→ **Supplied information**
========

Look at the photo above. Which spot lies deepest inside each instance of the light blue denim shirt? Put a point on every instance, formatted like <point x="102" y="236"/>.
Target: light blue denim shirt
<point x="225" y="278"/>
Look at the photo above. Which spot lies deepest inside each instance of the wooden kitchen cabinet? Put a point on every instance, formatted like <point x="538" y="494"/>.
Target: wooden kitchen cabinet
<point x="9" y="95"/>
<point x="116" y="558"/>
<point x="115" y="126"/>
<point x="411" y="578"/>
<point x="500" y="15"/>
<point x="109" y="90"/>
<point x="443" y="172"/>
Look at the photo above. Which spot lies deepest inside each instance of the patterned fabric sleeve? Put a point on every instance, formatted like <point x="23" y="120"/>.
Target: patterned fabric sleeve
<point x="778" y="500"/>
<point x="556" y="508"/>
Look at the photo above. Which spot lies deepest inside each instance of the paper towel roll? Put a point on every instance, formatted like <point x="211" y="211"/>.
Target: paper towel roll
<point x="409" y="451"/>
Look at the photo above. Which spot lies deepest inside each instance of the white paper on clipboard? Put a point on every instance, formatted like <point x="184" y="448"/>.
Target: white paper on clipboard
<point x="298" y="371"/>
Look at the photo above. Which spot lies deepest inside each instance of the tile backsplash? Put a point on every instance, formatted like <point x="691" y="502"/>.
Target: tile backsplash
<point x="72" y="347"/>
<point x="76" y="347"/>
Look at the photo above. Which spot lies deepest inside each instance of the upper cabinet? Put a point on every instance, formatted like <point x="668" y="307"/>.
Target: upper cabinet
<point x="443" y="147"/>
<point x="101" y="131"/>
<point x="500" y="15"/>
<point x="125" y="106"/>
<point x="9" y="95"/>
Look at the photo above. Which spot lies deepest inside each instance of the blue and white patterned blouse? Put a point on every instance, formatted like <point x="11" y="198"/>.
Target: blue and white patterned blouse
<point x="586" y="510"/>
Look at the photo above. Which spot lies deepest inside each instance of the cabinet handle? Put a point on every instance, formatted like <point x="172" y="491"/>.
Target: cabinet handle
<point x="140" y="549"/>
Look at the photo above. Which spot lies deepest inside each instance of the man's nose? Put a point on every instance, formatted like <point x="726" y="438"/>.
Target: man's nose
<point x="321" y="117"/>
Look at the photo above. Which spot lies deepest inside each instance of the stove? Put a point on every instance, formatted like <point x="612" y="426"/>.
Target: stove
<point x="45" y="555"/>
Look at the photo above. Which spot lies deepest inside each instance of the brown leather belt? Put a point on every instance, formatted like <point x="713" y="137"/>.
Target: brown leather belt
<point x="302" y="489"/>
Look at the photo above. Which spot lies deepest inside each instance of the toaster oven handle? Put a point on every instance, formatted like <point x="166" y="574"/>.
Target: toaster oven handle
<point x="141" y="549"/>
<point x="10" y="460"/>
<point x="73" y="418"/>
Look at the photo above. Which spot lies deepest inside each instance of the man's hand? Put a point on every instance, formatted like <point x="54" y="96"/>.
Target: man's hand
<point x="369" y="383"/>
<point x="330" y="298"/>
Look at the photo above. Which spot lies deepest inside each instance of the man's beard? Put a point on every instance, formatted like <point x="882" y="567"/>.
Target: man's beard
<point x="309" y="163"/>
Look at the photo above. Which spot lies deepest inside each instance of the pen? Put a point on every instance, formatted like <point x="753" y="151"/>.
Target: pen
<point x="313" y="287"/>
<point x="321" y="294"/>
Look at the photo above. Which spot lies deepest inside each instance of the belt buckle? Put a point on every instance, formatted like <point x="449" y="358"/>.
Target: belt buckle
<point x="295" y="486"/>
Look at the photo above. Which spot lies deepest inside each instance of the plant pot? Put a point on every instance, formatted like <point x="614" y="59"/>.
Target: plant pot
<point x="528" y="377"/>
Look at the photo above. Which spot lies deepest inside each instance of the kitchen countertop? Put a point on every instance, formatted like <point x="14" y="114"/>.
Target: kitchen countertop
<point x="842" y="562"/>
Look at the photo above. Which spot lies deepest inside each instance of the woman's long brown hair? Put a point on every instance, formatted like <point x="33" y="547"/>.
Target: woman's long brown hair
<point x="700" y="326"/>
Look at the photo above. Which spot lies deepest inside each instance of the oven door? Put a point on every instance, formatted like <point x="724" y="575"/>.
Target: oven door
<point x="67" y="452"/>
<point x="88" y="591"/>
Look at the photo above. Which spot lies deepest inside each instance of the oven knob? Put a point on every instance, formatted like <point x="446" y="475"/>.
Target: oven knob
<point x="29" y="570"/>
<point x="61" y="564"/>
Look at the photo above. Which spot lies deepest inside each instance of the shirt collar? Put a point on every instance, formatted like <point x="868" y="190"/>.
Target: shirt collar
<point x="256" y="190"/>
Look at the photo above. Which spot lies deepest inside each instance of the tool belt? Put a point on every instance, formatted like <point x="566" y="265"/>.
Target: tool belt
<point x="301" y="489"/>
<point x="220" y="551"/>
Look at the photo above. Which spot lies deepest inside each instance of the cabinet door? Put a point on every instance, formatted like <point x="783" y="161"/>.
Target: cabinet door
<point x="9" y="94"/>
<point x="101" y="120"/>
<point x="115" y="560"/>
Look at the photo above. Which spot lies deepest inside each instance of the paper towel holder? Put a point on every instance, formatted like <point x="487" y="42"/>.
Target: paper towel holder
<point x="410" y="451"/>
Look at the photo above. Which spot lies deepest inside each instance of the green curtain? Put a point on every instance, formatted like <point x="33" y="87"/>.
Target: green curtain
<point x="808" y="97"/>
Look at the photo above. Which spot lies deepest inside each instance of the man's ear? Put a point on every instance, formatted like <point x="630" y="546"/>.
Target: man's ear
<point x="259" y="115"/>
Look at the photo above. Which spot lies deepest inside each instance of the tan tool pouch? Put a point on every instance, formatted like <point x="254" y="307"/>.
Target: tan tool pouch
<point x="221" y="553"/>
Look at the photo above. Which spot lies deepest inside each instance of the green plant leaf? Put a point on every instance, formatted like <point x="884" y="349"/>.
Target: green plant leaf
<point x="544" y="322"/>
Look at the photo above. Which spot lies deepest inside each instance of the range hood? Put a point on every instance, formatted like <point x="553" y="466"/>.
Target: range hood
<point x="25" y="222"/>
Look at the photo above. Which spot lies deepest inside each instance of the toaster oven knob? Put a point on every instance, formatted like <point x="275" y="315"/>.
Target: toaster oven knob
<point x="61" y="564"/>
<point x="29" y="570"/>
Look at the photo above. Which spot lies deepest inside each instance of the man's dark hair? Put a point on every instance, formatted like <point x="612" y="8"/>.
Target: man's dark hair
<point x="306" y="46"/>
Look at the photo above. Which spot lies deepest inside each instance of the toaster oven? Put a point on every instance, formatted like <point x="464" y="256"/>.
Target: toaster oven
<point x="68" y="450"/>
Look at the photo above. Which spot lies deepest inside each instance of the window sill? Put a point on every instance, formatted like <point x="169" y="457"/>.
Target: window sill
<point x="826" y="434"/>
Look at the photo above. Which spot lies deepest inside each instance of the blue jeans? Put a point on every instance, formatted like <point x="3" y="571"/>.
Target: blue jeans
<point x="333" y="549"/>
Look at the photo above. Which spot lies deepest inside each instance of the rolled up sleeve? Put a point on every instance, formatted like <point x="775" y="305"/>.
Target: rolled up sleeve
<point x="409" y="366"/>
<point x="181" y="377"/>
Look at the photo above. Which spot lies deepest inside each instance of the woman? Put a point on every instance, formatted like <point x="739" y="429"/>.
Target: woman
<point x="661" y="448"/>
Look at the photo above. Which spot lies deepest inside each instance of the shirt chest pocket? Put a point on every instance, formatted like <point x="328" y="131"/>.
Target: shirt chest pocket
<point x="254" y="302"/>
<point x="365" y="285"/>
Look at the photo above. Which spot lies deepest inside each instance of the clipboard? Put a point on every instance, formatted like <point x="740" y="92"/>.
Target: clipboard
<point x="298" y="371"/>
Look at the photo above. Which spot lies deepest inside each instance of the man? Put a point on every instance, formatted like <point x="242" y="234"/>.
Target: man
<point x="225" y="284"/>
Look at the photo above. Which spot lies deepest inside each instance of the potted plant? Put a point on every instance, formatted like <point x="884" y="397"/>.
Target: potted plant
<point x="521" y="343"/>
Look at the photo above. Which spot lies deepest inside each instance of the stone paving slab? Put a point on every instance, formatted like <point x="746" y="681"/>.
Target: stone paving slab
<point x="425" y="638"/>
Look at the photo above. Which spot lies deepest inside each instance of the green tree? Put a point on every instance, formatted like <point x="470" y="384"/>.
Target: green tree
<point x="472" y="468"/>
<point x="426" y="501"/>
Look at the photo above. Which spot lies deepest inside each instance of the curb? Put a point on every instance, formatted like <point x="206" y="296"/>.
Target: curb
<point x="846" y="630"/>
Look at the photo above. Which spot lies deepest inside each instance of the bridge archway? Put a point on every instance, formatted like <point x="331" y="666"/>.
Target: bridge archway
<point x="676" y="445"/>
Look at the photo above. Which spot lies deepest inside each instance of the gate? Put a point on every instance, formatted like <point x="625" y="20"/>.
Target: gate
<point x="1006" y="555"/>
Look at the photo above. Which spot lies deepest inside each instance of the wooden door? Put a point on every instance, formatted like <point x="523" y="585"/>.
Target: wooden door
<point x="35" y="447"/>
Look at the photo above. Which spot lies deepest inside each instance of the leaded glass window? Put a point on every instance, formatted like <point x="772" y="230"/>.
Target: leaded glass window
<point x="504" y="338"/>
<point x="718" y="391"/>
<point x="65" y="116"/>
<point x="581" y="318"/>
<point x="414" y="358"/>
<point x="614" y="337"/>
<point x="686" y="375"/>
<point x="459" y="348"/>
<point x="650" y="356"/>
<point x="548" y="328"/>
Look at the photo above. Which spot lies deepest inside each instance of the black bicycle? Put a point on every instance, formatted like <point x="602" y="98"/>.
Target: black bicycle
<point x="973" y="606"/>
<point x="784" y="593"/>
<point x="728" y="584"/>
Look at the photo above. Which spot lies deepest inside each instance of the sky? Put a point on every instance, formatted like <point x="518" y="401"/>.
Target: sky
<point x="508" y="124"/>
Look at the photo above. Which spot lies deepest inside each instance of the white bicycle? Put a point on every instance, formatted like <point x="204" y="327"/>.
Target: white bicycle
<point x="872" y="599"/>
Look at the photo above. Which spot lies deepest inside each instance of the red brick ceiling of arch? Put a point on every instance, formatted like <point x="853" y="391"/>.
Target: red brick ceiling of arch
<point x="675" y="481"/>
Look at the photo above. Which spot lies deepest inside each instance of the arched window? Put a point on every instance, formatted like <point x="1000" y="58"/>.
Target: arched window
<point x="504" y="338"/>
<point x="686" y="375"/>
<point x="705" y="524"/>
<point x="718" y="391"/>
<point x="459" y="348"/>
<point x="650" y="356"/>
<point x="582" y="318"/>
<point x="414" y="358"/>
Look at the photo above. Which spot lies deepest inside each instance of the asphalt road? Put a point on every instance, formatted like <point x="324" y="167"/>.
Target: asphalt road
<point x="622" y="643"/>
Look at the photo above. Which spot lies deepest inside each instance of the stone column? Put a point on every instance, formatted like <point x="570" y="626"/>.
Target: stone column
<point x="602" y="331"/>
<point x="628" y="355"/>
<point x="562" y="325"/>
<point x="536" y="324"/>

========

→ **What the task asks**
Repeat word for word the lines running from the line containing "of the asphalt" to the end of the entries above, inclusive.

→ **Solution**
Look at the photo above. Which spot lies deepest inside each instance of the asphalt road? Put a point on every instance, formatted like <point x="324" y="167"/>.
Target: asphalt road
<point x="622" y="643"/>
Look at the photo above. Which spot lies deepest inside each instance of the stone column? Put a point on every instance, formatted like <point x="570" y="626"/>.
Target: stone column
<point x="602" y="331"/>
<point x="628" y="355"/>
<point x="562" y="325"/>
<point x="536" y="324"/>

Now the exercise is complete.